◆ **Short problem A**
Translate this sentence from the passage on rebar mats into Spanish: "This allows for offsite construction of the mats and transportation to the job site as needed."

◆ **Text passage**
The locking cap of the chairs of the present invention also provides another significant advantage in the economics of rebar mat construction for roadways. The rebar mats of the present invention, once assembled, provide sufficient anti-racking force to the entire mat allowing the mats to be lifted and moved as a single unit. This allows for offsite construction of the mats and transportation to the job site as needed. This feature allows for substantial savings in the cost of rebar mat building and for faster completion of roadbed construction, resulting in as much as an 80% decrease in on-site time for laying the rebar mats.

SUMMARY OF THE INVENTION

This invention relates to an apparatus for fixating an interconnected rebar lattice having individual longitudinal and transverse rebar interconnections for use as support for poured concrete in roadway and other slab-type construction. The apparatus includes a holding portion having two open ended recesses, one on top of the other, with each having two opposing walls being generally U-shaped. One recess has a longitudinal axis and the second recess has a transverse axis with both being sized and shaped to receive a longitudinal rod and a transverse rod when placed onto the mat at the intersection of the rebar rods. One of the opposing walls of one of the recesses includes a locking means. A locking member has locking means for attaching to the arc-shaped portions and engaging with the locking means of one of the open ended recesses. The locking member includes a generally arc-shaped portion. A leg portion extends downwardly from the holding portion.

The holding member is adapted to secure the individual longitudinal and transverse rebar interconnections of the rebar lattice in a locking relationship while the leg portion holds the interconnected rebar lattice in a preselected elevated position.

The subject invention also includes an apparatus for use with multiple layers of rebar mat. In this alternative embodiment, the locking member includes a leg portion on top of the locking member which leg portion includes a second U-shaped portion for holding the rebar of an upper mat on the same apparatus, with a locking member affixed to the top of the second holding portion for locking the entire apparatus into place upon the double rebar section.

The subject invention also includes a system for forming a rebar mat composed of an interconnected rebar lattice at a location other than the designated final location for the mat, and moving the fully assembled mat into place and joining the mat sections together with cam-snap locking couplers for connecting rebar mats together into a single unitized mat.

◆ **Short problem B**
Find every line in the listing below that contains the word "helmet", and copy each one. Case counts.

◆ **Records for this exercise**
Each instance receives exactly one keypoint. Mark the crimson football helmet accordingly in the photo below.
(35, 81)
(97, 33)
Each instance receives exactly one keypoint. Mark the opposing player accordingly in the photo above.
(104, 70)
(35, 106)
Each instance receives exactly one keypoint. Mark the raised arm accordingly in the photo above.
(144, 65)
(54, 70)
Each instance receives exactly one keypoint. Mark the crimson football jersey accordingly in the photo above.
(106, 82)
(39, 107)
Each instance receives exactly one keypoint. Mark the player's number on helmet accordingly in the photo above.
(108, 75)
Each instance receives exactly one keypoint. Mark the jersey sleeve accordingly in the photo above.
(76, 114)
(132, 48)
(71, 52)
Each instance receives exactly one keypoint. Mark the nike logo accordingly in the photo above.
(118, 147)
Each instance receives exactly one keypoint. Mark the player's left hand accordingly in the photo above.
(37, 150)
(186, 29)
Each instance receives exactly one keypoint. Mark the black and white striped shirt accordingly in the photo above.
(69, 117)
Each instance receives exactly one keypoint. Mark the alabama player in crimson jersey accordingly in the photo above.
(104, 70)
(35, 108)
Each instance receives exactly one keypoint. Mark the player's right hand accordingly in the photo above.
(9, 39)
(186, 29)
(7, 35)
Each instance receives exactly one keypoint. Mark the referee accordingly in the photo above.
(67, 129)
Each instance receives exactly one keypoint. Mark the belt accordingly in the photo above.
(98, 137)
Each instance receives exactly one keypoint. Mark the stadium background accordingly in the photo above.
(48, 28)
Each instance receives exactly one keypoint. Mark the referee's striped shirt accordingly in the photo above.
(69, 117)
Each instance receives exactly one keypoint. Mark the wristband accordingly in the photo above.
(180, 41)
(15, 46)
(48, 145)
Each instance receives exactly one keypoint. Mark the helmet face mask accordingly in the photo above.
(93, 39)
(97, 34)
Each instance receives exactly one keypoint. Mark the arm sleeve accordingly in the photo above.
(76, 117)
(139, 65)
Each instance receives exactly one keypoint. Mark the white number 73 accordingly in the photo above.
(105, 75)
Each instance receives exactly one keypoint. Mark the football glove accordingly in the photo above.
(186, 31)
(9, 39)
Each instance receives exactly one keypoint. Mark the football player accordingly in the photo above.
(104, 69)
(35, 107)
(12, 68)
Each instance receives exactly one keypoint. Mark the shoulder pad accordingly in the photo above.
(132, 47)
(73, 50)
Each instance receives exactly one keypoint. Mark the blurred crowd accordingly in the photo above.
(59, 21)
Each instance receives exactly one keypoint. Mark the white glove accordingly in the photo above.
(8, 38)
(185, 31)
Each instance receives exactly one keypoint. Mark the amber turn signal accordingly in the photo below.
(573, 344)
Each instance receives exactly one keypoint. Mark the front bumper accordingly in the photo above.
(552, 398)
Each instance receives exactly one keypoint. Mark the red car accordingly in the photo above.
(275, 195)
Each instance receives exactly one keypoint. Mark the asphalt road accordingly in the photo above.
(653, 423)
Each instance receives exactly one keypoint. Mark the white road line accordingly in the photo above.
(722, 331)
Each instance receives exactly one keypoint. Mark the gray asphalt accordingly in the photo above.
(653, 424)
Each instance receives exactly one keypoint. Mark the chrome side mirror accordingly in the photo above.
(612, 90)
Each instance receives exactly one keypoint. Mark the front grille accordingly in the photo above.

◆ **Written reply A**
Esto permite la construcción de las mallas fuera de la obra y su transporte al sitio de trabajo según sea necesario.

◆ **Written reply B**
Each instance receives exactly one keypoint. Mark the crimson football helmet accordingly in the photo below.
Each instance receives exactly one keypoint. Mark the player's number on helmet accordingly in the photo above.
Each instance receives exactly one keypoint. Mark the helmet face mask accordingly in the photo above.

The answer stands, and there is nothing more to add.